- Aim of the exercise -
Determine how many lines in the listing below contain "rough", then give only that number.

- Given records -
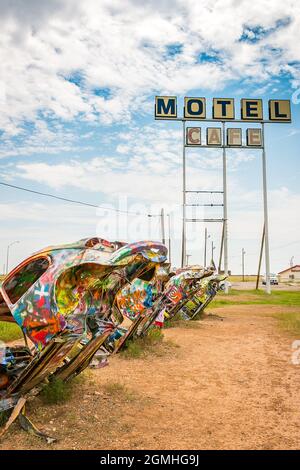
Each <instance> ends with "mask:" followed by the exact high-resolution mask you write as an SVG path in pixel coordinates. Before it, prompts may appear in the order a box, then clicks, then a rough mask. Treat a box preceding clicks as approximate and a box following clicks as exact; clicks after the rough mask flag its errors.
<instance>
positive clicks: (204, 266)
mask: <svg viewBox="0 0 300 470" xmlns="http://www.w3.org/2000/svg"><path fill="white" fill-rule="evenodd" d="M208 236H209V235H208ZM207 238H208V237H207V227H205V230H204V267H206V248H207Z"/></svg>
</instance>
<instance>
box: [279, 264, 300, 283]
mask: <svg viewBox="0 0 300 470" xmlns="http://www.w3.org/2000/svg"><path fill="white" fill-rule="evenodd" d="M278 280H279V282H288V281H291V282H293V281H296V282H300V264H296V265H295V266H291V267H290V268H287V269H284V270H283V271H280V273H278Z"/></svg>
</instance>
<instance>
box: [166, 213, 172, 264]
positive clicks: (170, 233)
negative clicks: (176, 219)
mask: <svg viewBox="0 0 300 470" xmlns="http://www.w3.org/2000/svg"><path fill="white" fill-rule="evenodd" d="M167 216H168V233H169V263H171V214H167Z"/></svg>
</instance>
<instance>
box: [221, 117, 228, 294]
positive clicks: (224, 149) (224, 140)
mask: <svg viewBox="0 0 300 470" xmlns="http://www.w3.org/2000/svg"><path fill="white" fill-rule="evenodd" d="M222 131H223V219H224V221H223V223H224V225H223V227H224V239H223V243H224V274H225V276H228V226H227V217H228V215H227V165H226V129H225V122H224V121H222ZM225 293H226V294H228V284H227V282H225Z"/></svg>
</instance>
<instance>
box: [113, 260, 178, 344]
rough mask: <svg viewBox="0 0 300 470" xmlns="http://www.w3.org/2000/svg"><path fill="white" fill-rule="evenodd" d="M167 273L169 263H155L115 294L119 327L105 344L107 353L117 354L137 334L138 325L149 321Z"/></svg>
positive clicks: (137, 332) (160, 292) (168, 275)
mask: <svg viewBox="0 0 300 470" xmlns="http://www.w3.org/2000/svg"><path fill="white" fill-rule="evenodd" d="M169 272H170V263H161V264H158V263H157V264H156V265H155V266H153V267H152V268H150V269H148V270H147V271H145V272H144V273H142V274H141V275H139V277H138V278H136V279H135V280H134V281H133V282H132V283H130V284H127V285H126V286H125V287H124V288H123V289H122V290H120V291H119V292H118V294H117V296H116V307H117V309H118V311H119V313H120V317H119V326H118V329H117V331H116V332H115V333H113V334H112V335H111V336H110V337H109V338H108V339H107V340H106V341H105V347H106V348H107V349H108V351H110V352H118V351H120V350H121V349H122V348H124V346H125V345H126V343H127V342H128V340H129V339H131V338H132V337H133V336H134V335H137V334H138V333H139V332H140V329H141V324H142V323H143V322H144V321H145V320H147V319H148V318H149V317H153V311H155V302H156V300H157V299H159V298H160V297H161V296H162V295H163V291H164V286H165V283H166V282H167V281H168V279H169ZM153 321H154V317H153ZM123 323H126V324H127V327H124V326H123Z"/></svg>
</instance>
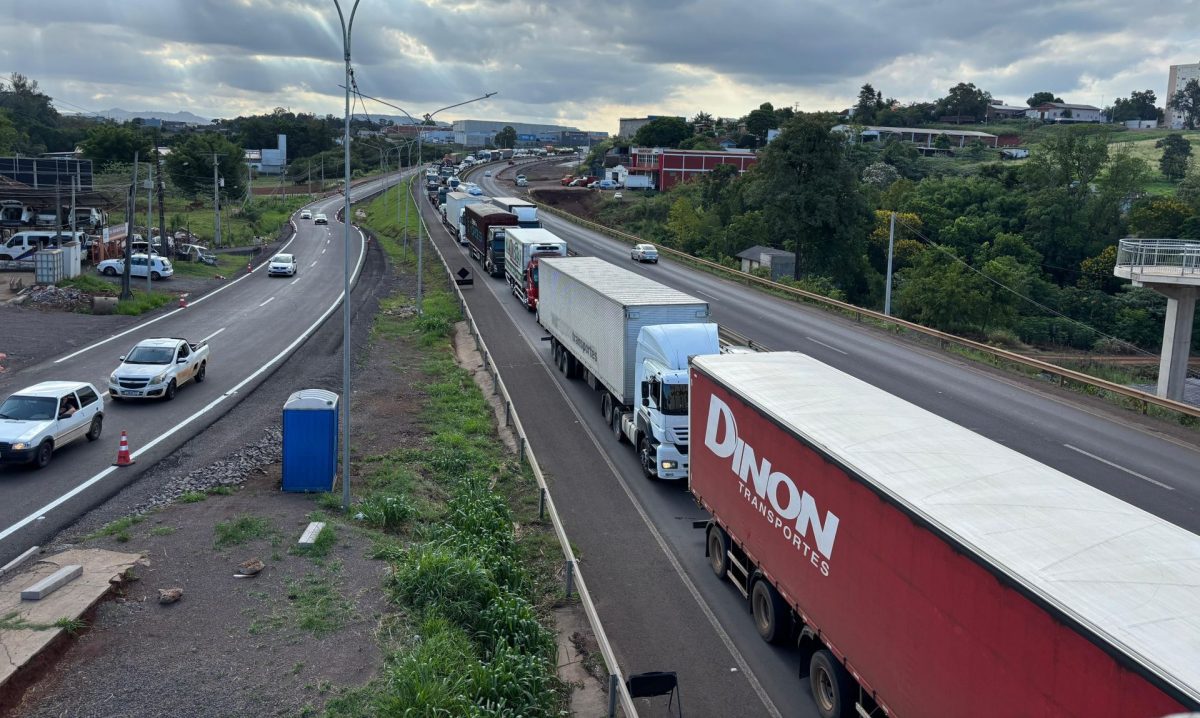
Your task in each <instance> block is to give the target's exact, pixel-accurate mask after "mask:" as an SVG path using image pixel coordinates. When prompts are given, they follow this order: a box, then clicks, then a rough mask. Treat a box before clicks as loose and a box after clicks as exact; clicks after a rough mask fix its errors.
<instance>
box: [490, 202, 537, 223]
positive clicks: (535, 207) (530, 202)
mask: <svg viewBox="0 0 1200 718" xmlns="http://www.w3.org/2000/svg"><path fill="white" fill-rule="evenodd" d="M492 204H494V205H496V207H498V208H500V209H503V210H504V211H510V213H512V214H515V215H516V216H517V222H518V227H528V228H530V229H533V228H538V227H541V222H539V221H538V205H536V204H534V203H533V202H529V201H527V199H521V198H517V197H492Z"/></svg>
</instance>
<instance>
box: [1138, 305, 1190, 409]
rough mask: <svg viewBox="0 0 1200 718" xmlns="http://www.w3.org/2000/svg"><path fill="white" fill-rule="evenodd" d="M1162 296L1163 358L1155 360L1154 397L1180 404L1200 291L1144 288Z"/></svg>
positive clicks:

- Exercise solution -
4